[Entries taken from a collection]

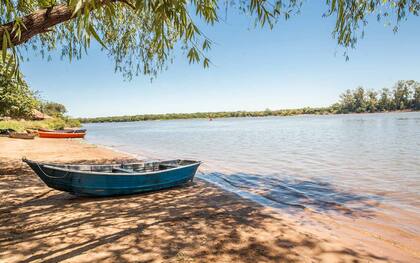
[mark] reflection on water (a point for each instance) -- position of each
(345, 163)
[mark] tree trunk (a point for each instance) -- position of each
(37, 22)
(42, 20)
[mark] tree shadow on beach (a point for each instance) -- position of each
(292, 196)
(195, 222)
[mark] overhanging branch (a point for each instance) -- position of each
(42, 20)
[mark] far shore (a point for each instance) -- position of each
(194, 223)
(224, 115)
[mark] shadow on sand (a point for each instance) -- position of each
(197, 222)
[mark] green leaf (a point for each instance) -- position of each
(4, 47)
(92, 31)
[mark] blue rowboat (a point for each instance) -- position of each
(115, 179)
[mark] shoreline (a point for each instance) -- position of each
(199, 222)
(229, 117)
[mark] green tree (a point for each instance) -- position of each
(347, 102)
(140, 34)
(386, 102)
(16, 99)
(416, 97)
(402, 93)
(372, 101)
(53, 109)
(359, 100)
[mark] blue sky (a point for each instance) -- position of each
(295, 65)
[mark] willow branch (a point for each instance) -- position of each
(43, 20)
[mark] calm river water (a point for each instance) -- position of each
(355, 162)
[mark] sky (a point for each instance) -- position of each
(297, 64)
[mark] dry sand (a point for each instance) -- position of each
(194, 223)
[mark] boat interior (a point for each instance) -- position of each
(126, 167)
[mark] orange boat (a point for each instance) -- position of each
(61, 135)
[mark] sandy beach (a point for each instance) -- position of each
(194, 223)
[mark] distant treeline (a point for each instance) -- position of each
(405, 95)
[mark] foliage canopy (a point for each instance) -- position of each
(140, 34)
(16, 99)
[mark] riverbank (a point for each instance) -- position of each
(198, 222)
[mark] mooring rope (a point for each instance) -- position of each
(49, 176)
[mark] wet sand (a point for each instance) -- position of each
(194, 223)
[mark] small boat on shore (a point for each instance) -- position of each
(61, 135)
(115, 179)
(5, 132)
(22, 135)
(64, 130)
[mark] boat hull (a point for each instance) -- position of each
(61, 135)
(83, 184)
(25, 136)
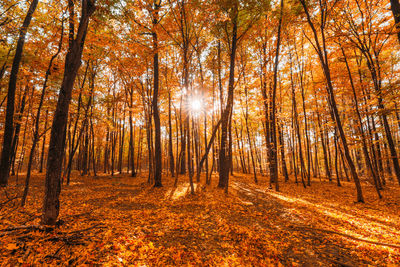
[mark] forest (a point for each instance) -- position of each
(200, 132)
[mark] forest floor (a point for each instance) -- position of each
(122, 220)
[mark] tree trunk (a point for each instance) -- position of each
(9, 123)
(51, 203)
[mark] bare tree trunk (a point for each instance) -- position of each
(9, 123)
(51, 203)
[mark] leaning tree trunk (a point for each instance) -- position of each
(51, 203)
(156, 114)
(223, 157)
(9, 123)
(36, 135)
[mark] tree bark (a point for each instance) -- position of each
(51, 203)
(9, 123)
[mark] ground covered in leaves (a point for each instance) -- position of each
(123, 221)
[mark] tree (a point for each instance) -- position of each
(51, 203)
(9, 124)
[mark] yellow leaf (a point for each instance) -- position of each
(12, 246)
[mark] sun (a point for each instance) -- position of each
(196, 105)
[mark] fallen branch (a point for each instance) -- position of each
(27, 227)
(348, 236)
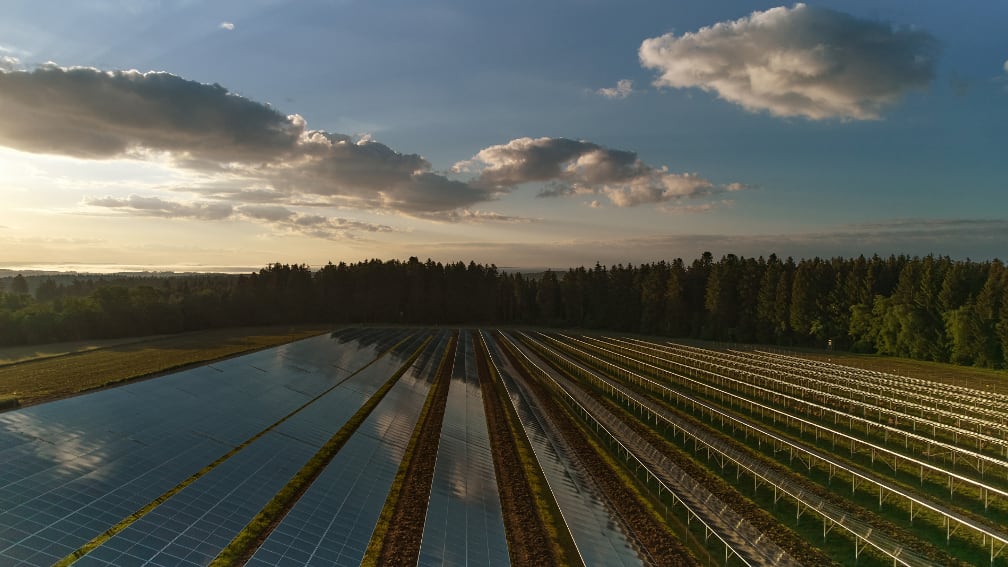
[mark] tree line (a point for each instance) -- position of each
(928, 308)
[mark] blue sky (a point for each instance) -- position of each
(519, 133)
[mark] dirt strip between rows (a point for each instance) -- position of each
(401, 543)
(653, 535)
(528, 543)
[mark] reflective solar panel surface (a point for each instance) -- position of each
(75, 467)
(599, 537)
(464, 523)
(333, 523)
(193, 526)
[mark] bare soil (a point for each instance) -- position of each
(653, 536)
(401, 544)
(528, 544)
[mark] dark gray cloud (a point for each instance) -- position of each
(249, 153)
(91, 113)
(803, 61)
(95, 114)
(279, 218)
(581, 167)
(156, 207)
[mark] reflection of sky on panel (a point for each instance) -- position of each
(599, 537)
(75, 467)
(218, 505)
(333, 523)
(464, 524)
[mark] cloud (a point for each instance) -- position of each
(477, 216)
(156, 207)
(8, 64)
(582, 167)
(279, 218)
(90, 113)
(622, 90)
(804, 61)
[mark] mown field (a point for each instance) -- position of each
(39, 373)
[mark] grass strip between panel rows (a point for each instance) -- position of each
(243, 546)
(129, 520)
(658, 528)
(383, 543)
(562, 548)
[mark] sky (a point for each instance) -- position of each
(227, 135)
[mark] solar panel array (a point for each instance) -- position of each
(333, 523)
(594, 527)
(74, 468)
(193, 526)
(464, 524)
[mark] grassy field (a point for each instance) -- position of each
(40, 373)
(980, 378)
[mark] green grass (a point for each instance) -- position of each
(552, 520)
(51, 375)
(245, 543)
(126, 522)
(374, 550)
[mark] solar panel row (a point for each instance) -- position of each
(596, 531)
(202, 519)
(332, 524)
(464, 524)
(82, 464)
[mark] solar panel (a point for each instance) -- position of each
(464, 522)
(80, 465)
(594, 527)
(332, 524)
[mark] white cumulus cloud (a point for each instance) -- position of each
(8, 63)
(582, 167)
(802, 61)
(622, 90)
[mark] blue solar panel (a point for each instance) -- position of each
(80, 465)
(594, 527)
(206, 516)
(332, 524)
(464, 524)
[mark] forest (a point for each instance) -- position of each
(929, 308)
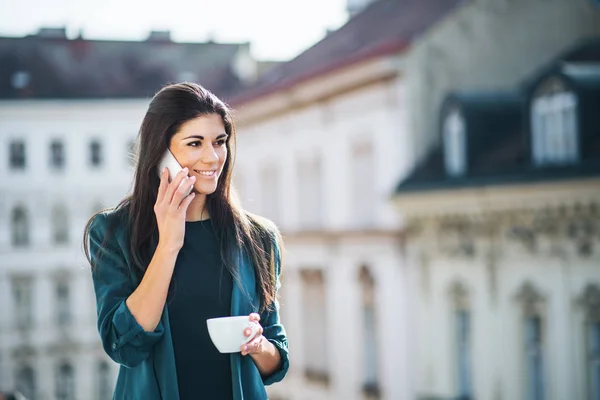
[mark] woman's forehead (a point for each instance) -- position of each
(205, 125)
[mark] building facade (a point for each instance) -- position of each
(503, 239)
(68, 126)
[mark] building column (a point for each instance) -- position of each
(394, 327)
(345, 331)
(45, 377)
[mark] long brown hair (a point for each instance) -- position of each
(235, 228)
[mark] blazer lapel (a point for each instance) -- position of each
(243, 302)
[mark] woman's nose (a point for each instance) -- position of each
(209, 156)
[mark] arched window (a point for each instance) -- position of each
(270, 184)
(554, 125)
(96, 154)
(20, 226)
(369, 326)
(455, 143)
(363, 184)
(310, 192)
(65, 382)
(459, 297)
(60, 224)
(533, 303)
(314, 313)
(25, 384)
(590, 301)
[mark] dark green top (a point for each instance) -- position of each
(147, 359)
(201, 290)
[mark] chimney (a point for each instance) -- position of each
(355, 6)
(53, 33)
(159, 36)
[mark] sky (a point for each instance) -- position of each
(277, 29)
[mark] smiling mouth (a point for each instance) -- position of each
(209, 173)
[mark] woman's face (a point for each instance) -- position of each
(200, 146)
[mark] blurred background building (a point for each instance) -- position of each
(433, 166)
(69, 114)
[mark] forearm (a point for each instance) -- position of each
(147, 302)
(268, 360)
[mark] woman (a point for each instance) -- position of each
(163, 263)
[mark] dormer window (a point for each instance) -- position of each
(554, 126)
(454, 136)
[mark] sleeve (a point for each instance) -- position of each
(123, 339)
(274, 331)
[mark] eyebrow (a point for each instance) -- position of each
(223, 135)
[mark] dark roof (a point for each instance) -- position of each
(47, 66)
(498, 130)
(383, 27)
(586, 51)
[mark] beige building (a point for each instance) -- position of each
(67, 127)
(503, 239)
(322, 139)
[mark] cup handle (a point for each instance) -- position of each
(254, 327)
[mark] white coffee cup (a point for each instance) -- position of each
(227, 333)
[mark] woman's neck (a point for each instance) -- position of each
(196, 210)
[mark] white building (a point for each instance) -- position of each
(322, 139)
(503, 239)
(66, 147)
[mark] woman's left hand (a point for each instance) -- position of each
(254, 345)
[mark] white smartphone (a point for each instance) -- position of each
(172, 165)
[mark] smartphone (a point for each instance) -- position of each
(168, 160)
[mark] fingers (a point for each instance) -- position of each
(186, 202)
(164, 182)
(174, 185)
(255, 317)
(253, 346)
(181, 193)
(258, 329)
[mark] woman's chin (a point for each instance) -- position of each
(204, 189)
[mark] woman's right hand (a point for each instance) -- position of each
(170, 208)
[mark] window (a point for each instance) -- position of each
(459, 297)
(57, 154)
(271, 206)
(533, 306)
(20, 227)
(96, 153)
(96, 207)
(104, 389)
(22, 292)
(17, 154)
(316, 366)
(65, 382)
(362, 180)
(60, 224)
(463, 349)
(554, 129)
(594, 360)
(534, 360)
(455, 145)
(369, 326)
(63, 304)
(25, 382)
(310, 193)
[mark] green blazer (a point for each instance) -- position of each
(147, 359)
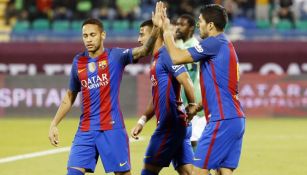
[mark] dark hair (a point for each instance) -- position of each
(189, 18)
(148, 23)
(95, 22)
(215, 13)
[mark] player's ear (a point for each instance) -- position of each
(103, 35)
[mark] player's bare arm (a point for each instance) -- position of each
(65, 106)
(148, 114)
(147, 48)
(185, 80)
(178, 56)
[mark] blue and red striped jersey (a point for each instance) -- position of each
(99, 79)
(166, 89)
(219, 77)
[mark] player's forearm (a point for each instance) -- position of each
(189, 91)
(174, 52)
(64, 108)
(147, 48)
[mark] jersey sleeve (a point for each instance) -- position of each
(205, 49)
(74, 83)
(126, 56)
(175, 70)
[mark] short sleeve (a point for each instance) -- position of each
(205, 49)
(175, 70)
(125, 56)
(74, 83)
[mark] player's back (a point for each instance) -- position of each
(99, 80)
(219, 77)
(166, 90)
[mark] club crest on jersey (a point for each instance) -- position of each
(102, 64)
(154, 82)
(92, 67)
(199, 48)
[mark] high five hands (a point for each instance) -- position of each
(160, 18)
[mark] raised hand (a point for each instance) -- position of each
(54, 135)
(157, 15)
(136, 131)
(166, 21)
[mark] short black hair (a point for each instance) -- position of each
(189, 18)
(148, 23)
(95, 22)
(215, 13)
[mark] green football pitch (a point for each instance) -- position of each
(276, 146)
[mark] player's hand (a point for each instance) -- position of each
(157, 15)
(166, 26)
(136, 131)
(54, 135)
(191, 111)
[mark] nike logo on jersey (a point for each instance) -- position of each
(122, 164)
(79, 71)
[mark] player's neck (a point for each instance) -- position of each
(215, 33)
(158, 45)
(97, 53)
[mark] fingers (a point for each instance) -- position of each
(135, 133)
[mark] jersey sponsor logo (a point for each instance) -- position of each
(102, 64)
(95, 81)
(154, 82)
(122, 164)
(199, 48)
(91, 67)
(177, 67)
(81, 70)
(196, 159)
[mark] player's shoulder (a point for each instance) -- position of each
(118, 50)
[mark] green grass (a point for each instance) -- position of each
(271, 147)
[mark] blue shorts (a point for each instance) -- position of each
(112, 146)
(170, 146)
(220, 144)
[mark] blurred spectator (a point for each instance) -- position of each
(247, 8)
(64, 9)
(285, 12)
(83, 9)
(262, 9)
(104, 9)
(128, 9)
(231, 8)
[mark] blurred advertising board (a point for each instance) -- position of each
(264, 57)
(274, 95)
(40, 96)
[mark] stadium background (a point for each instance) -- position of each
(40, 37)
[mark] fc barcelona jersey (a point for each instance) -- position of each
(219, 77)
(98, 80)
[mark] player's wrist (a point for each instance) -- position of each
(142, 120)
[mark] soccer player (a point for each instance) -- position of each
(185, 27)
(97, 73)
(170, 141)
(220, 144)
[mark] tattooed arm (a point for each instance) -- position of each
(147, 48)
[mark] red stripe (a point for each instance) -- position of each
(233, 79)
(105, 94)
(217, 91)
(204, 96)
(86, 101)
(168, 94)
(211, 144)
(155, 88)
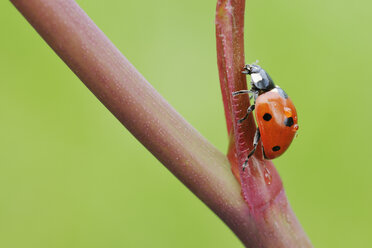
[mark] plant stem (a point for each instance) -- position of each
(136, 104)
(261, 185)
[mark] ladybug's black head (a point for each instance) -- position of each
(260, 79)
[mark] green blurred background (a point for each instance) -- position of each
(72, 176)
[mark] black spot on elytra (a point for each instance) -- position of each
(276, 148)
(267, 117)
(282, 93)
(288, 121)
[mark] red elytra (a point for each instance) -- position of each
(276, 115)
(276, 118)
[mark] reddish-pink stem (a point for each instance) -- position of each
(126, 93)
(261, 186)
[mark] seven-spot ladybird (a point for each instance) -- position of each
(276, 115)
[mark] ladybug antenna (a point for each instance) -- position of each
(247, 69)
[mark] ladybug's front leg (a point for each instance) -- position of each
(249, 110)
(243, 92)
(256, 139)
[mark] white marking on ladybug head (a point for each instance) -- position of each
(256, 77)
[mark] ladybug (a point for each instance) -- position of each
(275, 113)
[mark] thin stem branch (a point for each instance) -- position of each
(136, 104)
(261, 185)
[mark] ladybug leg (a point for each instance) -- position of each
(256, 139)
(249, 110)
(241, 92)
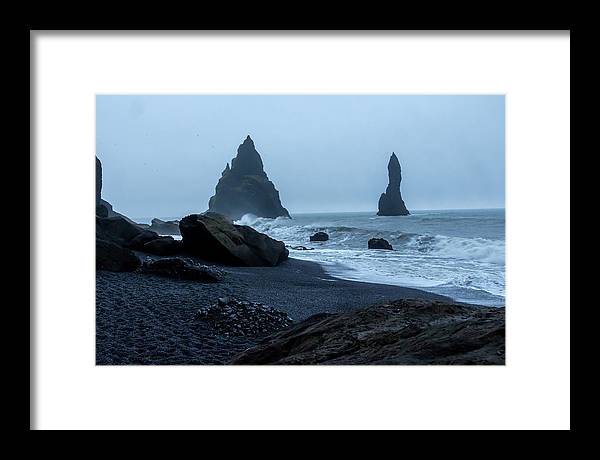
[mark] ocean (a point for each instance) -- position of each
(456, 253)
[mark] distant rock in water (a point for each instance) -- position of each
(379, 243)
(319, 236)
(213, 237)
(98, 180)
(168, 227)
(245, 188)
(390, 202)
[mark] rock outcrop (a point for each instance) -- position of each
(245, 188)
(115, 258)
(379, 243)
(213, 237)
(103, 207)
(119, 230)
(414, 331)
(163, 246)
(390, 202)
(181, 268)
(319, 236)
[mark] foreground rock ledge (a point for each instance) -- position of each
(413, 331)
(213, 237)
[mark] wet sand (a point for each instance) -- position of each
(146, 319)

# [TASK OBJECTIVE]
Extract word for word every line from the line that contains "[mark] reddish-pink stem" to the final line of the data, both included, and nothing else; skip the pictures.

# [THE RESULT]
[mark] reddish-pink stem (a point for each instance) -- position of each
(126, 93)
(261, 186)
[mark] seven-spot ladybird (a point for each instance) -- position of each
(276, 115)
[mark] ladybug antenna (a point for each instance) -- position of each
(247, 69)
[mark] ladybug's front leg (a point for each instance) -- position of each
(249, 110)
(243, 92)
(256, 139)
[mark] white marking on ladybug head (a point for each instance) -- position of each
(256, 77)
[mark] ladybug (a point for each instance) -- position of each
(275, 113)
[mark] thin stem branch (a point for each instance) -- position of each
(136, 104)
(261, 185)
[mark] ladybug leg (a point for each instance) -- position of each
(256, 139)
(249, 110)
(241, 92)
[mark] ocean (a point for each instance) -- position of each
(456, 253)
[mark] distant rock in water (a point for each instance) -- position of each
(379, 243)
(319, 236)
(213, 237)
(98, 180)
(168, 227)
(245, 188)
(390, 202)
[mark] rock outcrop (a point for each instance) -- position of each
(245, 188)
(115, 258)
(379, 243)
(213, 237)
(103, 207)
(119, 230)
(414, 331)
(163, 246)
(390, 202)
(181, 268)
(319, 236)
[mark] foreground rock ledge (a point for each instance) -- position of each
(413, 331)
(213, 237)
[mark] wet sand (a point for each instance) -- position of each
(146, 319)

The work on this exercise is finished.